(Prompt): Pick up the blog post on catching up on late retirement savings after its last sentence and keep writing it.
-- START OF Given text --
Home » What to Do if You’re Late to The Retirement Savings Game

What to Do if You’re Late to The Retirement Savings Game

This week, in honor of Financial Literacy Month, we’ve been focusing on retirement savings. I talked on Monday about how to balance retirement savings and debt payoff while helping your kids out with college costs, and on Tuesday Brad from over at Maximize Your Money shared an awesome post on why and how you should start saving for retirement now. In Monday’s post, I shared that nearly 1 in 3 Americans have no money saved for retirement, and that 56% of Americans have less than $10,000 saved for retirement. If you fall into one of those two categories and are in your 40’s, 50’s or beyond, no worries. Today’s post is for you. Today we’re going to talk about what you can do if you’re late to the retirement savings game.

Late Retirement Savings Strategies

The first thing you need to do if you’re under-prepared financially for retirement and you’re over 45 is to not panic. It’s easy to want to do the ostrich thing and stick your head in the sand in fear, but now is the time to face the music head on. It’s like the final battle in the Rocky movies, so put on your boxing gloves and prepare to fight.

Determine What You Need to Retire

Don’t let this part scare you, even if what you need based on calculations is impossible to save. The goal for you at this point is to increase retirement savings as much as possible.

Start with analyzing your post-retirement expenses, as this will be a key component that needs to have an answer before you can calculate post-retirement money needs. What will your housing expenses be? What will health care costs be? What will insurance premiums for things like long-term care policies be? What will you spend on groceries and other personal costs? How much will you save each month for upcoming long-term expenses such as a replacement car or housing repairs?

This book is a great read for helping determine what you need to retire:

How Much Money Do I Need to Retire? (60 Minute Financial Solutions Book 5)

There are also many online calculators that can help give you an idea of what you need to retire. Here’s a link to one retirement income calculator.

 

Analyze Your Current Expenses

One step that will really help you begin a journey to maximizing retirement savings is to analyze your last three to six months of spending if you’re not already spend-tracking. Go back through credit card and bank statements and try to get an idea of what you’re currently spending each month.
-- END OF Given text --
-- START OF Recorded information --
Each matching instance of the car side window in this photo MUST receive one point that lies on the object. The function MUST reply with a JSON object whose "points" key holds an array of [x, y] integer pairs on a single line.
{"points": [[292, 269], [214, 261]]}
-- END OF Recorded information --
(Response):
How much are your housing costs? What debt payments do you have? How much are you spending each month on utility bills, insurance, cell phone costs, eating out/entertainment, clothing, personal care, etc.?

From here you should be able to create a budget and a spreadsheet for tracking expenses. Your budget will help you to have a written plan for your money each month. Your spend-tracking sheet will help you keep track of where your money is going each month.

By keeping regular track of your projected expenses and your actual expenses, you will be able to maximize the cash you have available to put into retirement savings.

Practice “Ruthless Prioritization” with Your Expenses

I stole this saying from Brad, who stole it from a friend of his, but it’s quickly become a household saying here. The goal with “ruthless prioritization” is to lower or eliminate all expenses as much as possible, and to make retirement savings (or whatever your financial goal is) top priority, to the exclusion of everything else.

This might mean little or no restaurant or entertainment expenses for the next few years. It may mean vacations have to be put on hold. It might mean you start doing your facials, hair and nails at home and forego salon trips.

It might mean the cable subscription has to go.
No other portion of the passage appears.